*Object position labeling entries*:
++++++++++++++++++++
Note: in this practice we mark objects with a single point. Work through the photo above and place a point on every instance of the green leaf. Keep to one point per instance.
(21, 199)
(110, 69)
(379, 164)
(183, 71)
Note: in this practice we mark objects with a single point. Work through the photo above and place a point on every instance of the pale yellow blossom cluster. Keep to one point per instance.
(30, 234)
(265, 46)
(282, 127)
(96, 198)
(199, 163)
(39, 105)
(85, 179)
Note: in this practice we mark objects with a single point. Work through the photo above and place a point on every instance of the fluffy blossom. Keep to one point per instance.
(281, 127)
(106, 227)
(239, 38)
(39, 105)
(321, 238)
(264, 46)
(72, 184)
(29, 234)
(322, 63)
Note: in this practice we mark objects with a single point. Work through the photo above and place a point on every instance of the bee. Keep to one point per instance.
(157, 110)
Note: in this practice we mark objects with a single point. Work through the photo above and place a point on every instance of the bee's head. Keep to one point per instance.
++++++++++++++++++++
*WHAT THE TASK REQUIRES*: Render every line of the records above as a Markdown table with two columns, "Row" for a running number and "Line" for the line itself, leaving out any blank lines.

*WRITTEN SOLUTION*:
| Row | Line |
|---|---|
| 1 | Note: in this practice we mark objects with a single point. Work through the photo above and place a point on every instance of the green leaf. Keep to one point per instance. |
| 2 | (21, 199) |
| 3 | (110, 69) |
| 4 | (379, 164) |
| 5 | (183, 71) |
| 6 | Note: in this practice we mark objects with a single point. Work through the photo above and place a point on every instance of the pale yellow blossom cluster. Keep to one point per instance. |
| 7 | (30, 234) |
| 8 | (265, 46) |
| 9 | (282, 127) |
| 10 | (96, 198) |
| 11 | (199, 163) |
| 12 | (39, 105) |
| 13 | (85, 179) |
| 14 | Note: in this practice we mark objects with a single point. Work through the photo above and place a point on every instance of the fluffy blossom. Keep to one point per instance. |
| 15 | (281, 127) |
| 16 | (106, 227) |
| 17 | (239, 38) |
| 18 | (39, 105) |
| 19 | (321, 238) |
| 20 | (264, 46) |
| 21 | (72, 184) |
| 22 | (29, 234) |
| 23 | (322, 63) |
| 24 | Note: in this practice we mark objects with a single point. Work through the photo above and place a point on every instance of the bee. Keep to one point per instance. |
| 25 | (157, 110) |
| 26 | Note: in this practice we mark objects with a single point. Work through the photo above and place a point on every instance of the bee's head. Keep to one point per instance. |